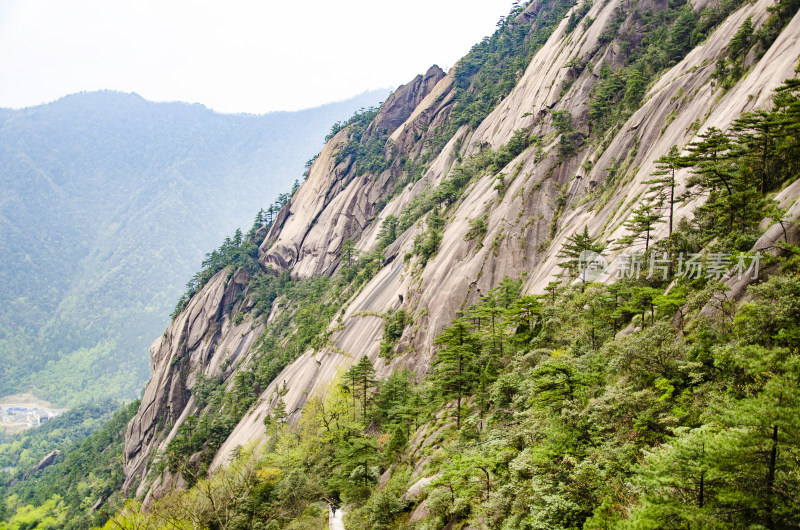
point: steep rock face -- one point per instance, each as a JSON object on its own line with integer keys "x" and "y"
{"x": 334, "y": 204}
{"x": 542, "y": 200}
{"x": 405, "y": 100}
{"x": 199, "y": 340}
{"x": 519, "y": 220}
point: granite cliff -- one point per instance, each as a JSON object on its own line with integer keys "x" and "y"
{"x": 528, "y": 203}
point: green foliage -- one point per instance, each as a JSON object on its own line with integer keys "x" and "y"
{"x": 106, "y": 216}
{"x": 89, "y": 470}
{"x": 655, "y": 40}
{"x": 394, "y": 323}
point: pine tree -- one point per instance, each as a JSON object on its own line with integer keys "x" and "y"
{"x": 455, "y": 372}
{"x": 641, "y": 225}
{"x": 348, "y": 251}
{"x": 388, "y": 231}
{"x": 577, "y": 248}
{"x": 662, "y": 189}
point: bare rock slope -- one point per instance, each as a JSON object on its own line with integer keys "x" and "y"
{"x": 542, "y": 199}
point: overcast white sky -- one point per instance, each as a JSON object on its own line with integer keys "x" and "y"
{"x": 232, "y": 56}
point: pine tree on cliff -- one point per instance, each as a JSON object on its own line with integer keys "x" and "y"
{"x": 455, "y": 370}
{"x": 662, "y": 189}
{"x": 576, "y": 249}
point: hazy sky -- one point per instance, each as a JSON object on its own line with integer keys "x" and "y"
{"x": 232, "y": 56}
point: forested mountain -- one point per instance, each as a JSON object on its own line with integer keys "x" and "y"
{"x": 557, "y": 287}
{"x": 109, "y": 204}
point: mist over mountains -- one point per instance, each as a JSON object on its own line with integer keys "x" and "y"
{"x": 109, "y": 203}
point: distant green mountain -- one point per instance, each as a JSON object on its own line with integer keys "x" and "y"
{"x": 109, "y": 203}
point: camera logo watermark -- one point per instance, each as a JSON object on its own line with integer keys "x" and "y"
{"x": 715, "y": 265}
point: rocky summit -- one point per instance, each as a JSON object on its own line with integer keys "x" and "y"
{"x": 554, "y": 287}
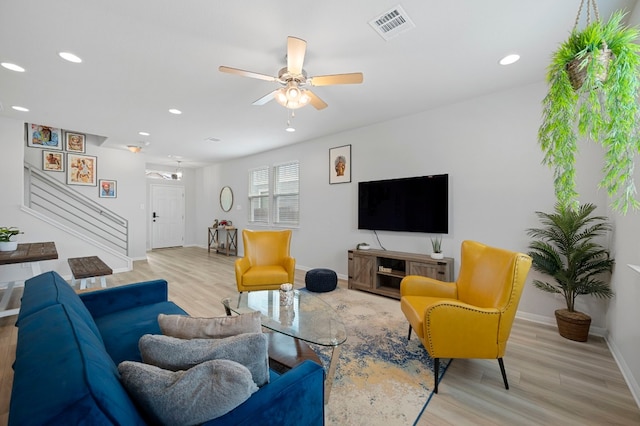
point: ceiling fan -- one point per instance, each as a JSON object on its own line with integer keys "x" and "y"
{"x": 294, "y": 79}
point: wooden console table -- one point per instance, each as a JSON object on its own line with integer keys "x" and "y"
{"x": 31, "y": 253}
{"x": 231, "y": 245}
{"x": 381, "y": 271}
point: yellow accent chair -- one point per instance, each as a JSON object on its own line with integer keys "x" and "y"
{"x": 266, "y": 263}
{"x": 470, "y": 318}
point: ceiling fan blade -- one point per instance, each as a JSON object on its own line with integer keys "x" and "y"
{"x": 328, "y": 80}
{"x": 266, "y": 98}
{"x": 244, "y": 73}
{"x": 316, "y": 101}
{"x": 296, "y": 48}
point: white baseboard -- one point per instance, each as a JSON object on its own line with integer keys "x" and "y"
{"x": 634, "y": 387}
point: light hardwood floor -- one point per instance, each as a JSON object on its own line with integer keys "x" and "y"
{"x": 553, "y": 381}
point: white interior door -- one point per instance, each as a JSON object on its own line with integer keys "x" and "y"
{"x": 167, "y": 216}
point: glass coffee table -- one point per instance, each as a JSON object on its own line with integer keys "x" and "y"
{"x": 308, "y": 318}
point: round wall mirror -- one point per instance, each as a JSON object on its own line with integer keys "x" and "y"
{"x": 226, "y": 198}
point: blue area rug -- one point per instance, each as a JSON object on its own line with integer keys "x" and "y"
{"x": 381, "y": 379}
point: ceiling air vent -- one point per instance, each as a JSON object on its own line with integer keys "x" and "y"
{"x": 392, "y": 23}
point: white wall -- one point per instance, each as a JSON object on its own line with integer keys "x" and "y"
{"x": 487, "y": 145}
{"x": 489, "y": 148}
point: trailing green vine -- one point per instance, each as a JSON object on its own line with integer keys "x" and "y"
{"x": 606, "y": 112}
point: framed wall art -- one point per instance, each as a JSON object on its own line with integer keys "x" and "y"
{"x": 74, "y": 142}
{"x": 81, "y": 169}
{"x": 52, "y": 161}
{"x": 340, "y": 164}
{"x": 108, "y": 188}
{"x": 39, "y": 136}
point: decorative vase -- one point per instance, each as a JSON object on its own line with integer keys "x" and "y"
{"x": 8, "y": 245}
{"x": 286, "y": 295}
{"x": 577, "y": 73}
{"x": 573, "y": 325}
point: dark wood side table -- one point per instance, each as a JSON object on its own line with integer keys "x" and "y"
{"x": 215, "y": 236}
{"x": 31, "y": 253}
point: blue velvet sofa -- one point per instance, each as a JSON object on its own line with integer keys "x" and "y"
{"x": 69, "y": 346}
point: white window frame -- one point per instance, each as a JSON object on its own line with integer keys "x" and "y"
{"x": 257, "y": 195}
{"x": 282, "y": 194}
{"x": 276, "y": 194}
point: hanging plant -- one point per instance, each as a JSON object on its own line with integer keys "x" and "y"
{"x": 599, "y": 103}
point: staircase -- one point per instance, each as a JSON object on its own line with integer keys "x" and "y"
{"x": 76, "y": 213}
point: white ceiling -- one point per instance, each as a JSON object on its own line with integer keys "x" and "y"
{"x": 142, "y": 57}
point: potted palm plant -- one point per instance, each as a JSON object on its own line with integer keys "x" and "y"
{"x": 565, "y": 250}
{"x": 594, "y": 83}
{"x": 6, "y": 234}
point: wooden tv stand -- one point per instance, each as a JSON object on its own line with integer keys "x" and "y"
{"x": 380, "y": 271}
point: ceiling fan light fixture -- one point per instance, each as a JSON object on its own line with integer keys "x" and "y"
{"x": 292, "y": 96}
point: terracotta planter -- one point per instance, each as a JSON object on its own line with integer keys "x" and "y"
{"x": 573, "y": 325}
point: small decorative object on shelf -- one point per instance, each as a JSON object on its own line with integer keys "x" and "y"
{"x": 6, "y": 233}
{"x": 286, "y": 295}
{"x": 436, "y": 245}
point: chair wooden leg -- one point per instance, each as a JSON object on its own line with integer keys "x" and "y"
{"x": 436, "y": 370}
{"x": 227, "y": 308}
{"x": 504, "y": 373}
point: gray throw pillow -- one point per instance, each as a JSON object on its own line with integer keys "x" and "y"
{"x": 185, "y": 327}
{"x": 170, "y": 353}
{"x": 190, "y": 397}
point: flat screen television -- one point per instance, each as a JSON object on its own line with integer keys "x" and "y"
{"x": 414, "y": 204}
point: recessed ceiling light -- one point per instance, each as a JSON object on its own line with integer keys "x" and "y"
{"x": 67, "y": 56}
{"x": 12, "y": 67}
{"x": 509, "y": 59}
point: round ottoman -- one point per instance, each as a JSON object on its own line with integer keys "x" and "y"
{"x": 321, "y": 280}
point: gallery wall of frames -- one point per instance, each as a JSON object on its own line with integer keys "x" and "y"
{"x": 65, "y": 151}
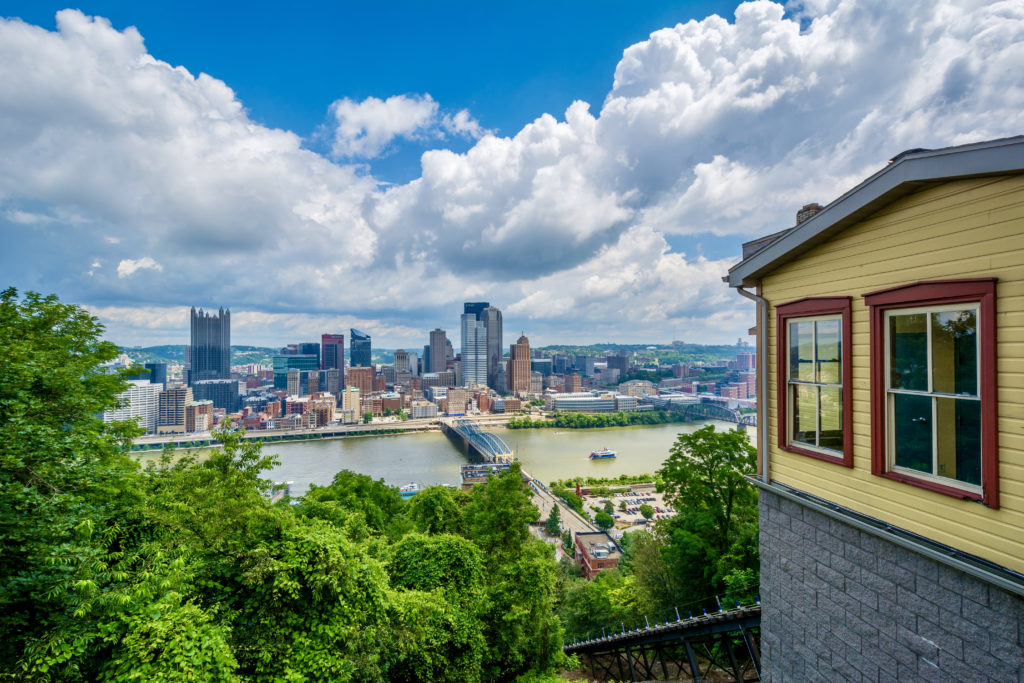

________________

TASK BRIEF>
Turn the listing above into a numbered list, dropping any blank lines and leaving out the pictures.

SOLUTION FOR THIS PROBLEM>
1. point: steep rock face -- one point per instance, each as a JSON object on its own line with integer keys "x" and "y"
2. {"x": 334, "y": 204}
3. {"x": 542, "y": 200}
4. {"x": 405, "y": 100}
5. {"x": 199, "y": 340}
6. {"x": 519, "y": 220}
7. point: granite cliff -- one point per instance, each as a JSON object on its own line with integer keys "x" and "y"
8. {"x": 528, "y": 203}
9. point: green foliage -- one point per instance, each as a JSON object on its own line with integer keys "x" and "y"
10. {"x": 106, "y": 216}
11. {"x": 89, "y": 470}
12. {"x": 655, "y": 40}
13. {"x": 394, "y": 323}
14. point: pine tree -- one point per instance, each as a JSON object on its own line with integer keys "x" and "y"
15. {"x": 455, "y": 372}
16. {"x": 641, "y": 225}
17. {"x": 348, "y": 251}
18. {"x": 388, "y": 231}
19. {"x": 577, "y": 248}
20. {"x": 662, "y": 189}
21. point: bare rock slope -- one point per instance, each as a JSON object on its own line with integer keys "x" and "y"
22. {"x": 542, "y": 199}
23. point: overcast white sky -- one point per instance, each as a JSON object on its own line with integer keys "x" and "y"
24. {"x": 232, "y": 56}
25. point: pine tree on cliff -- one point per instance, each as a JSON object on its own line with integer keys "x" and "y"
26. {"x": 455, "y": 370}
27. {"x": 662, "y": 189}
28. {"x": 576, "y": 249}
29. point: hazy sky -- one point per instance, each as a JSON object on its own line with integer keys "x" and "y"
30. {"x": 232, "y": 56}
31. point: forested mountain -- one point per instance, each as a JSON object on its own line with integer keys "x" and "y"
32. {"x": 557, "y": 287}
33. {"x": 109, "y": 204}
34. point: mist over mountains -- one point per instance, each as a JSON object on its own line with integer keys "x" and "y"
35. {"x": 109, "y": 203}
36. point: distant green mountain -- one point per instance, each as a JSON object on its own line with integer keys "x" and "y"
37. {"x": 109, "y": 203}
38. point: camera logo watermark -- one point per instance, each as a JSON object on its own line with integer keys "x" and "y"
39. {"x": 715, "y": 265}
40. point: rocky summit -- one point per instance, each as a JSON object on its own line with integer keys "x" and "y"
41. {"x": 554, "y": 287}
42. point: ceiling fan -- one point per instance, each as a JSON object on its own line with integer keys "x" and "y"
43. {"x": 294, "y": 79}
44. point: wooden console table -- one point per instance, each as a JSON object on its own line with integer keys "x" and "y"
45. {"x": 31, "y": 253}
46. {"x": 231, "y": 245}
47. {"x": 381, "y": 271}
48. point: yellow accent chair -- one point per instance, each as a JSON object on its own line with integer keys "x" and "y"
49. {"x": 266, "y": 263}
50. {"x": 470, "y": 318}
51. point: ceiling fan blade -- one point per instance, each as a JSON object on its own line with integer keys "x" and "y"
52. {"x": 328, "y": 80}
53. {"x": 266, "y": 98}
54. {"x": 244, "y": 73}
55. {"x": 316, "y": 101}
56. {"x": 296, "y": 48}
57. point: white baseboard -- one point per instance, each as a JSON object on its own line with integer keys "x" and "y"
58. {"x": 634, "y": 387}
59. point: light hardwood floor -- one point per instance, each as a JSON object on its own line with integer keys "x" and "y"
60. {"x": 553, "y": 381}
61. point: white interior door -- one point per instance, each as a JSON object on its own line with integer keys "x" and "y"
62. {"x": 167, "y": 216}
63. point: glass coffee table -- one point per instance, each as a JSON object on its own line with integer keys "x" and "y"
64. {"x": 308, "y": 318}
65. point: round wall mirror -- one point per instance, each as a JSON object on its own line with integer keys "x" and "y"
66. {"x": 226, "y": 198}
67. point: blue area rug -- one point per instance, each as a JSON object on its own line with integer keys "x" and "y"
68. {"x": 381, "y": 379}
69. point: ceiling air vent -- one point per instance, each as a JSON object on its own line with integer keys "x" and "y"
70. {"x": 392, "y": 23}
71. point: white wall -- one point per instance, each as a JSON object on its own line with integer keys "x" and "y"
72. {"x": 487, "y": 145}
73. {"x": 489, "y": 148}
74. point: trailing green vine -- one point per instance, each as a JSON object on its own line with integer keys "x" and "y"
75. {"x": 606, "y": 112}
76. point: framed wall art -- one point per instance, each as a JSON object on its own line with integer keys "x" and "y"
77. {"x": 74, "y": 142}
78. {"x": 81, "y": 169}
79. {"x": 52, "y": 161}
80. {"x": 340, "y": 164}
81. {"x": 108, "y": 188}
82. {"x": 39, "y": 136}
83. point: decorative vase -- one point per instance, each as a JSON object on its own line with integer keys "x" and "y"
84. {"x": 8, "y": 245}
85. {"x": 286, "y": 295}
86. {"x": 577, "y": 73}
87. {"x": 573, "y": 325}
88. point: dark wood side table -- one point per instance, each as a JSON object on its own line with integer keys "x" and "y"
89. {"x": 215, "y": 236}
90. {"x": 31, "y": 253}
91. point: blue velvet sofa -- one point per instance, each as a JSON object on its own line with integer keys "x" and "y"
92. {"x": 69, "y": 346}
93. point: white window frame -- one point per instance, each as a JSON object on its own line with integer keys "x" and "y"
94. {"x": 257, "y": 195}
95. {"x": 282, "y": 194}
96. {"x": 276, "y": 194}
97. point: hanging plant -- one point per instance, each as a JSON object on its own line with integer keys "x" and "y"
98. {"x": 599, "y": 103}
99. point: staircase -- one point per instance, each as a JSON object on its own line with integer keys "x" and "y"
100. {"x": 76, "y": 213}
101. point: white ceiling -- one point per instance, each as a JSON object on its own line with integer keys "x" and "y"
102. {"x": 142, "y": 57}
103. point: potted palm plant -- one point per instance, each as a JSON object on its own line with integer keys "x" and "y"
104. {"x": 565, "y": 250}
105. {"x": 594, "y": 83}
106. {"x": 6, "y": 234}
107. point: wooden tv stand -- one point per instance, each as a JSON object on its own line with integer keys "x" and "y"
108. {"x": 380, "y": 271}
109. point: ceiling fan light fixture -- one point per instance, each as a JSON object on its own line with integer keys "x" and "y"
110. {"x": 292, "y": 96}
111. point: terracotta planter -- one point per instance, each as a JSON object on its own line with integer keys "x" and "y"
112. {"x": 573, "y": 325}
113. point: small decorative object on shelf -- one point per instance, each as a JSON object on its own line with integer keys "x" and "y"
114. {"x": 6, "y": 233}
115. {"x": 286, "y": 295}
116. {"x": 436, "y": 245}
117. point: chair wooden leg -- one point per instance, each as a JSON object on its own line with integer keys "x" and "y"
118. {"x": 436, "y": 370}
119. {"x": 227, "y": 308}
120. {"x": 504, "y": 373}
121. point: gray throw pillow -- one point per instance, each as a JSON object on its own line with integer keys "x" and "y"
122. {"x": 185, "y": 327}
123. {"x": 170, "y": 353}
124. {"x": 190, "y": 397}
125. point: flat screen television -- one point per instance, each as a JSON object on its own line with integer keys "x" and "y"
126. {"x": 414, "y": 204}
127. point: recessed ceiling light -- one point per instance, each as a JSON object on its own line with integer keys "x" and "y"
128. {"x": 67, "y": 56}
129. {"x": 12, "y": 67}
130. {"x": 509, "y": 59}
131. point: round ottoman -- one point per instance, each as a JSON object on its own line with integer keys "x" and "y"
132. {"x": 321, "y": 280}
133. point: gallery wall of frames -- one point per instance, each as a JSON object on its own line with integer keys "x" and "y"
134. {"x": 65, "y": 151}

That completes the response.